:: WORK INSTRUCTION ::
Return the passage on remapping tuning below word for word, in full.

:: EXCERPT TO READ ::
Different from traditional transfer learning approaches, remapping tuning focuses on training a new downstream model isolated from the pre-existing model. Thus remapping tuning methods own their exclusive advantages. In this line of work, knowledge distillation involves training a smaller student model to mimic the output or intermediate features of a teacher model. This method is advantageous for efficient model compression as well as flexible student architecture designs. Weight remapping directly transfers model weights from a teacher network to a student network. This approach is beneficial for speed and efficiency, as transferring weights can be faster than retraining a new model from scratch. Architecture remapping focuses on transferring network architecture knowledge, often used in weight-sharing neural network search. This method enables the transferability of architectures discovered in one task to other tasks, accelerating the development of new models for various applications.
While remapping tuning offers many advantages, there are also some limitations for different approaches. For instance, knowledge distillation may lead to a loss of information from the teacher model. It can also be sensitive to hyperparameters, such as temperature and weighting of different losses. Weight remapping is a simple and effective solution without manually adding constraints. However, this type of work typically struggles to obtain a lightweight student network compared with knowledge distillation. Architecture remapping faces challenges in designing an effective search space for NAS, which can be complex and time-consuming. Additionally, NAS methods often require significant computational resources to explore and evaluate a large number of candidate architectures, increasing the overall computational cost.
Their advantages and challenges also provide valuable insights for future advancements. For knowledge distillation, beyond learning from the pre-trained model’s output, its high flexibility suggests the potential to incorporate grounded information from the downstream tasks for distillation. For example, combining the pre-trained model’s output with a physics simulation could help guide the knowledge distillation process, resulting in an accurate and efficient student model for the downstream tasks [127]. Regarding weight remapping, a potential improvement is to combine with knowledge distillation to reduce the model size. As for architecture remapping, exploring stable and reusable modules from multiple pre-existing models could largely reduce the complexity of search space design, e.g., earlier layers of CNN are often reused for extracting lower-level visual features. This would help to flexibly and efficiently integrate various domain-specific models, based on the semantic associations among different domains.

:: DATA SHOWN ::

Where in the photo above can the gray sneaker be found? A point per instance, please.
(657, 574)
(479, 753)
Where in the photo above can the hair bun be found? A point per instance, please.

:: OUTPUT OF THE EXERCISE ::
Different from traditional transfer learning approaches, remapping tuning focuses on training a new downstream model isolated from the pre-existing model. Thus remapping tuning methods own their exclusive advantages. In this line of work, knowledge distillation involves training a smaller student model to mimic the output or intermediate features of a teacher model. This method is advantageous for efficient model compression as well as flexible student architecture designs. Weight remapping directly transfers model weights from a teacher network to a student network. This approach is beneficial for speed and efficiency, as transferring weights can be faster than retraining a new model from scratch. Architecture remapping focuses on transferring network architecture knowledge, often used in weight-sharing neural network search. This method enables the transferability of architectures discovered in one task to other tasks, accelerating the development of new models for various applications.
While remapping tuning offers many advantages, there are also some limitations for different approaches. For instance, knowledge distillation may lead to a loss of information from the teacher model. It can also be sensitive to hyperparameters, such as temperature and weighting of different losses. Weight remapping is a simple and effective solution without manually adding constraints. However, this type of work typically struggles to obtain a lightweight student network compared with knowledge distillation. Architecture remapping faces challenges in designing an effective search space for NAS, which can be complex and time-consuming. Additionally, NAS methods often require significant computational resources to explore and evaluate a large number of candidate architectures, increasing the overall computational cost.
Their advantages and challenges also provide valuable insights for future advancements. For knowledge distillation, beyond learning from the pre-trained model’s output, its high flexibility suggests the potential to incorporate grounded information from the downstream tasks for distillation. For example, combining the pre-trained model’s output with a physics simulation could help guide the knowledge distillation process, resulting in an accurate and efficient student model for the downstream tasks [127]. Regarding weight remapping, a potential improvement is to combine with knowledge distillation to reduce the model size. As for architecture remapping, exploring stable and reusable modules from multiple pre-existing models could largely reduce the complexity of search space design, e.g., earlier layers of CNN are often reused for extracting lower-level visual features. This would help to flexibly and efficiently integrate various domain-specific models, based on the semantic associations among different domains.